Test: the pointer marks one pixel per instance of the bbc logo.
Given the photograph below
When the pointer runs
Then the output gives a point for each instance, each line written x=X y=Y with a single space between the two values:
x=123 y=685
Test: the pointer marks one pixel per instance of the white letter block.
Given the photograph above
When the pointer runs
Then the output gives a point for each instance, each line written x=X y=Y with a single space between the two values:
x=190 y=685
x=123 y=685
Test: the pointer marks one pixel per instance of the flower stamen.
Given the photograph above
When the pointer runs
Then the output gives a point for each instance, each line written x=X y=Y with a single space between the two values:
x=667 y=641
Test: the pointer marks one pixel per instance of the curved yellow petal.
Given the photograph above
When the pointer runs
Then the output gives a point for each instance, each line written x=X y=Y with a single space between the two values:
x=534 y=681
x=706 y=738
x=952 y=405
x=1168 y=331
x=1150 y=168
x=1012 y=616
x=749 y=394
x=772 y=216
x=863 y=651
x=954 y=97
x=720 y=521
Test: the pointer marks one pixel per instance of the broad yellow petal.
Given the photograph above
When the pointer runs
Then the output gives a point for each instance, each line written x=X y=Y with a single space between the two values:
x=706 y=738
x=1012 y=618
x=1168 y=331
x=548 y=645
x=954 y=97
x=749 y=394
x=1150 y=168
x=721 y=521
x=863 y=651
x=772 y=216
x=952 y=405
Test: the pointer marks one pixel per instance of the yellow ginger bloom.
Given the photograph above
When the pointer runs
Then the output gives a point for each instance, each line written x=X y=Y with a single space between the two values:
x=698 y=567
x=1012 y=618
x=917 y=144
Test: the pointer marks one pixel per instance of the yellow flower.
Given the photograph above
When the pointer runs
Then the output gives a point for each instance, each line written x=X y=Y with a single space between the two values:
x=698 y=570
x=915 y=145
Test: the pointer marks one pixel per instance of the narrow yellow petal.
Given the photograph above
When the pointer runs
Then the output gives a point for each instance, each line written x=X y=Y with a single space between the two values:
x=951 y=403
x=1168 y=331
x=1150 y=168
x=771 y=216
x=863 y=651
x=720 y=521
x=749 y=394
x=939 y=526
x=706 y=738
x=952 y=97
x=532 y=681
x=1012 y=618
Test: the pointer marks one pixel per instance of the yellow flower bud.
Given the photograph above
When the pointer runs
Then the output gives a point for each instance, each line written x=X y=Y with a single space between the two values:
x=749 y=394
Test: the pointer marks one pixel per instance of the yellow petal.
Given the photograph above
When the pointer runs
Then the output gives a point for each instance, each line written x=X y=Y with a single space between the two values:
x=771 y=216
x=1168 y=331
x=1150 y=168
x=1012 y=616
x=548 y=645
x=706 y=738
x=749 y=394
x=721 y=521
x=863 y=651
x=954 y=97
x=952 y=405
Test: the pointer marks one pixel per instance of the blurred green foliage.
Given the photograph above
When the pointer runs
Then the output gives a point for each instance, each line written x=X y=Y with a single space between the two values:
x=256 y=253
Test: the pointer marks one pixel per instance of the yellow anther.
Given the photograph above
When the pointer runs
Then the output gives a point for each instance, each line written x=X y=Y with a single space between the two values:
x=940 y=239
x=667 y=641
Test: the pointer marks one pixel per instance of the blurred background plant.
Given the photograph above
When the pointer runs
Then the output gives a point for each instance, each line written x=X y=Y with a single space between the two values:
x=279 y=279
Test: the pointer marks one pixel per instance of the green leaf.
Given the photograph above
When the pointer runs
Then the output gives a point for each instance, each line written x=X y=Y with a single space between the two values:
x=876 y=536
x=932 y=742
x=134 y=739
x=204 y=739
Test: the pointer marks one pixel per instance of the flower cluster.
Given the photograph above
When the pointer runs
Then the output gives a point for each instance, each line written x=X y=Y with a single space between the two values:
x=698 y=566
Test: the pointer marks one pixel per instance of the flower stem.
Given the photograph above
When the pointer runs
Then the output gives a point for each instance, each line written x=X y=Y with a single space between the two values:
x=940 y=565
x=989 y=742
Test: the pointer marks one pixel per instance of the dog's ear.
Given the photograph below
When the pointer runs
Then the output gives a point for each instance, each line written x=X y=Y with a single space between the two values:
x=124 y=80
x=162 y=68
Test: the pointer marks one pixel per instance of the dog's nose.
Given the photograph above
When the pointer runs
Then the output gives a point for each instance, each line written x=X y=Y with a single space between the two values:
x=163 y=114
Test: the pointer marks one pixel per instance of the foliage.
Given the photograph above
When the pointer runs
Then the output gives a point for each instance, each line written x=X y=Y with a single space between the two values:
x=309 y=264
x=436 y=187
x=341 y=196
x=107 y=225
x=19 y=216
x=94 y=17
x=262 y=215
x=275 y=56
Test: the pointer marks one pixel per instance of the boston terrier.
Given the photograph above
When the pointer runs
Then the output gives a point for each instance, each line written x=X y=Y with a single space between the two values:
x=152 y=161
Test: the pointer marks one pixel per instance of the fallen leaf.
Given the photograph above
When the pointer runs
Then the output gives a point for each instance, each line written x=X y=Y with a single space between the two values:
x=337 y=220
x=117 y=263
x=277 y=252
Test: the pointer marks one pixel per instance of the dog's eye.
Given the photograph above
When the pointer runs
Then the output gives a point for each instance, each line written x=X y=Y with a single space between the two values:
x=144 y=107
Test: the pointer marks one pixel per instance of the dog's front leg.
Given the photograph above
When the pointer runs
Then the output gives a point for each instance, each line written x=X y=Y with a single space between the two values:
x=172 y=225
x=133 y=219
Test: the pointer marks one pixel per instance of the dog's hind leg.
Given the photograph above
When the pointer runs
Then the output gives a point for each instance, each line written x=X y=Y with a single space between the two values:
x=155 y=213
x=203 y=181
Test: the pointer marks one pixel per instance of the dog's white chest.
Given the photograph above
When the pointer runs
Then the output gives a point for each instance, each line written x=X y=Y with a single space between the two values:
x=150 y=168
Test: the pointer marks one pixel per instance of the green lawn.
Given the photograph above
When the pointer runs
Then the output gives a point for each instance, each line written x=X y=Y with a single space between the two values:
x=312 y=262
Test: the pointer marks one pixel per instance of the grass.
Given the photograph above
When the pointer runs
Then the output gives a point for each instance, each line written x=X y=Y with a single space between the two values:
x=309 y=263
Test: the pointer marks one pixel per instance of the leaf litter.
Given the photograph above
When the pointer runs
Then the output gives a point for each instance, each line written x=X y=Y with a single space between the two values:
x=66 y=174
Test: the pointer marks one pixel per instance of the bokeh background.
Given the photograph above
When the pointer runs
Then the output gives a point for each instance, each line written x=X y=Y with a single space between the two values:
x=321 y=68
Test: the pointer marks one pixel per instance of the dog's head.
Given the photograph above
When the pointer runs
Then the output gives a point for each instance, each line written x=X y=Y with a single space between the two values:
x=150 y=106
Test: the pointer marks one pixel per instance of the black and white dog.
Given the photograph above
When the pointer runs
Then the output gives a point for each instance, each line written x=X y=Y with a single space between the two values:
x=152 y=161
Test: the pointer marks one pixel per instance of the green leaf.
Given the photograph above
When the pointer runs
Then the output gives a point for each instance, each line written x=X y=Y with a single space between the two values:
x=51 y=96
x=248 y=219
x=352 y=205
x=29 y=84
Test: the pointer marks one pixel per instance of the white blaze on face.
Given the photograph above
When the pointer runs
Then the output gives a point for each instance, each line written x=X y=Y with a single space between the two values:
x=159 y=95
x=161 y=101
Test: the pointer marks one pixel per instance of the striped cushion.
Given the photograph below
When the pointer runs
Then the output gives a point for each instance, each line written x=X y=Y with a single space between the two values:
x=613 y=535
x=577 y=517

> WORK ORDER
Please write out each entry shown above exactly as given.

> SOLUTION TO THIS EXERCISE
Test: the pointer marks one pixel per instance of the bbc logo.
Given the photograph below
When the pointer runs
Then the output gives a point for each instance, each line written x=X y=Y with a single space between the two values:
x=123 y=685
Test: the pointer marks one pixel per instance of the white letter block.
Given the photograph above
When the pointer runs
Then the output gives a point for each instance, each line written x=X y=Y with a single space between the two values:
x=190 y=685
x=123 y=685
Test: the pointer marks one pixel per instance of the flower stamen.
Given the photograph above
When the pointer runs
Then the output gives a point for each instance, each line written x=X y=Y with a single space between the two values:
x=667 y=641
Test: the pointer marks one pixel per instance of the curved yellow petal.
Given the photograph above
When the pointer runs
Then the output gives a point for each instance, each line written x=X y=Y with a single space between the two values:
x=534 y=681
x=706 y=738
x=952 y=405
x=1168 y=331
x=1150 y=168
x=1012 y=616
x=749 y=394
x=772 y=216
x=863 y=651
x=954 y=97
x=720 y=521
Test: the pointer marks one pixel per instance of the broad yellow petal.
Given the photograph above
When the pointer runs
Then the output gives a point for each instance, each line written x=X y=Y with a single space between the two values:
x=706 y=738
x=1012 y=618
x=1168 y=331
x=548 y=645
x=954 y=97
x=749 y=394
x=1150 y=168
x=721 y=521
x=863 y=651
x=772 y=216
x=952 y=405
Test: the pointer marks one pixel per instance of the yellow ginger bloom.
Given the photograph above
When the pointer runs
Then the output gives a point for each instance, each line written x=X y=Y with a single space between the two values:
x=698 y=567
x=1012 y=618
x=917 y=144
Test: the pointer marks one pixel per instance of the yellow flower.
Given the photograph above
When the pointer runs
Then the output gives a point for each instance, each line written x=X y=Y with a single space between the two values:
x=698 y=570
x=915 y=145
Test: the pointer marks one pixel per instance of the narrow yellow petal.
Given the photograph above
When the pointer runs
Then the output gives a point for each instance, each line written x=X y=Y with a single space between the two values:
x=951 y=403
x=1168 y=331
x=1150 y=168
x=771 y=216
x=863 y=651
x=720 y=521
x=749 y=394
x=939 y=526
x=706 y=738
x=952 y=97
x=532 y=681
x=1012 y=618
Test: the pointer marks one pixel per instance of the yellow flower bud.
Given the photograph above
When the pointer runs
Then the output gives a point for each instance, each line written x=X y=Y with a single space between the two values:
x=749 y=394
Test: the pointer marks one pixel per instance of the yellow petal.
Given the photograph above
When the pointer runs
Then the output gives a point for each instance, each line written x=X y=Y with a single space between the two values:
x=771 y=216
x=1168 y=331
x=1150 y=168
x=1012 y=616
x=548 y=645
x=706 y=738
x=749 y=394
x=721 y=521
x=863 y=651
x=954 y=97
x=952 y=405
Test: the pointer marks one pixel per instance of the blurred green foliage.
Given the photograph above
When the pointer runs
Then the output gives a point for each instance, each line written x=X y=Y with a single space between the two values:
x=256 y=253
Test: the pointer marks one pixel per instance of the yellow anther.
Given the photograph above
When the pointer runs
Then the output gives a point for each instance, each line written x=X y=Y with a single space between the two values:
x=940 y=239
x=667 y=641
Test: the pointer marks one pixel per instance of the blurred background plant.
Given the photograph above
When the pointer runs
Then the output gives a point for each instance, each line written x=X y=Y with a single space between the two values:
x=279 y=279
Test: the pointer marks one pixel per instance of the green leaf.
Given the photograph above
When the pointer runs
Then the output gives a point for each instance, each line written x=X y=Y with a single space between the two values:
x=876 y=536
x=932 y=742
x=134 y=739
x=204 y=739
Test: the pointer marks one pixel per instance of the flower cluster.
Given the photograph above
When the pointer runs
Then the output gives a point for each instance, each line written x=X y=Y with a single space between the two values:
x=698 y=566
Test: the pointer marks one pixel per instance of the flower stem.
Given the photograph above
When the pointer runs
Then the output gives a point for each instance, each line written x=X y=Y with a single space between the two values:
x=940 y=565
x=989 y=742
Test: the pointer marks one pixel per instance of the dog's ear.
Given the photograph below
When the pointer runs
Then the output gives a point for each instance, each line written x=X y=Y with a single space between the two values:
x=124 y=80
x=162 y=68
Test: the pointer marks one pixel per instance of the dog's nose.
Given the photograph above
When the pointer runs
Then the output gives a point for each instance, each line written x=X y=Y with a single space between the two values:
x=163 y=114
Test: the pointer marks one pixel per instance of the foliage.
Given the photograph above
When the pointer runs
Then the output gives a point for each instance, each line written x=X y=Y with a single space between the two values:
x=309 y=264
x=436 y=187
x=341 y=196
x=107 y=225
x=19 y=216
x=94 y=17
x=262 y=215
x=275 y=56
Test: the pointer marks one pixel per instance of the boston terrier.
Given the photograph above
When the pointer runs
Then the output gives a point for each instance, each line written x=X y=Y with a single space between the two values:
x=152 y=161
Test: the pointer marks one pixel per instance of the fallen leaf.
Given the photograph above
When the pointer runs
Then the output gives a point for each instance, each line written x=X y=Y with a single space between the two values:
x=337 y=220
x=117 y=263
x=277 y=252
Test: the pointer marks one pixel per instance of the dog's eye.
Given the photograph above
When the pointer runs
Then the output gives a point for each instance, each line written x=X y=Y with a single space between the two values:
x=144 y=107
Test: the pointer marks one pixel per instance of the dog's front leg.
Given the photograph above
When the pointer runs
Then the output gives a point for each instance, each line written x=X y=Y with a single space between the two values:
x=172 y=225
x=133 y=219
Test: the pointer marks one pixel per instance of the dog's hind leg.
Given the photograph above
When the pointer runs
Then the output gives a point for each instance, each line written x=X y=Y with a single space between the two values:
x=155 y=213
x=203 y=181
Test: the pointer marks one pixel per instance of the dog's white chest.
Given the photograph above
When the pointer runs
Then the output gives a point for each instance, each line written x=X y=Y with a single space between the two values:
x=150 y=168
Test: the pointer marks one pixel per instance of the green lawn.
Given the photograph above
When the pointer runs
Then the output gives a point for each instance, each line written x=X y=Y with a single space between the two values:
x=312 y=262
Test: the pointer marks one pixel per instance of the grass.
Given the photograph above
When the pointer runs
Then the output gives a point for each instance, each line written x=X y=Y with a single space between the two values:
x=309 y=263
Test: the pointer marks one pixel per instance of the leaf litter.
Given the photograph above
When the pointer runs
Then the output gives a point for each instance, each line written x=X y=Y with a single space between the two values:
x=66 y=174
Test: the pointer marks one pixel per instance of the bokeh background.
Given the photograph above
When the pointer runs
Then the output gives a point for each instance, each line written x=X y=Y with a single space between the two values:
x=321 y=68
Test: the pointer marks one pixel per instance of the dog's head.
Given the photograph above
When the pointer runs
Then the output gives a point for each instance, each line written x=X y=Y with a single space between the two values:
x=150 y=106
Test: the pointer marks one pixel per instance of the black and white dog.
Given the photograph above
When the pointer runs
Then the output gives a point for each instance, each line written x=X y=Y with a single space between the two values:
x=152 y=161
Test: the pointer marks one pixel per instance of the green leaf.
Given the photograph above
When the pointer runs
Then the output gives a point for each instance, each line written x=X y=Y with a single space between the two values:
x=51 y=96
x=248 y=219
x=352 y=205
x=29 y=84
Test: the pointer marks one pixel per instance of the white blaze on face.
Given the photograph above
When the pointer runs
Then the output gives a point for each instance, each line written x=X y=Y with a single space between the two values:
x=159 y=95
x=161 y=101
Test: the pointer marks one pixel per instance of the striped cushion.
Given the photograph below
When the pointer runs
Then the output gives a point for each instance, each line written x=X y=Y with a single space between the two values:
x=613 y=535
x=577 y=517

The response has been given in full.